**Records from a data collection:**
◆ ◆ ◆ ◆ ◆ ◆ ◆
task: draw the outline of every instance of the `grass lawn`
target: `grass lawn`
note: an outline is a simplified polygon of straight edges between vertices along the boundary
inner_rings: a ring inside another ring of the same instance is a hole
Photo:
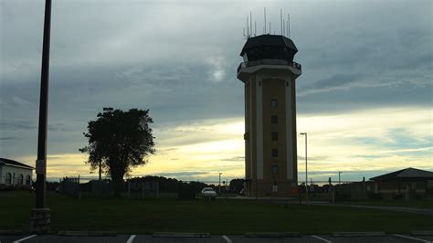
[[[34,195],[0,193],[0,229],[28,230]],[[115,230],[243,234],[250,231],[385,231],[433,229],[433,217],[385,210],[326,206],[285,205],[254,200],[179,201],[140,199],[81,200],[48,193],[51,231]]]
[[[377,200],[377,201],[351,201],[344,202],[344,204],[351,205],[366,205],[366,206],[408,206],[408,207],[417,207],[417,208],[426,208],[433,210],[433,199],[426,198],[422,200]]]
◆ ◆ ◆ ◆ ◆ ◆ ◆
**Aim:**
Can you rewrite the items above with "grass lawn" swapped for "turf" and everything else left unchanged? Leave the pictures out of your answer.

**Final result:**
task: draw the outline of every instance of the `turf`
target: `turf`
note: an outline is a simplified polygon of straight edges between vertices along the boundary
inner_rings: a ring inside another ring of the same instance is a hole
Photo:
[[[34,195],[0,193],[0,229],[28,230]],[[115,230],[243,234],[250,231],[385,231],[433,229],[433,217],[385,210],[326,206],[285,205],[254,200],[179,201],[140,199],[81,200],[48,193],[51,231]]]
[[[377,200],[377,201],[351,201],[344,202],[344,204],[351,205],[366,205],[366,206],[408,206],[408,207],[417,207],[417,208],[426,208],[433,210],[433,199],[426,198],[422,200]]]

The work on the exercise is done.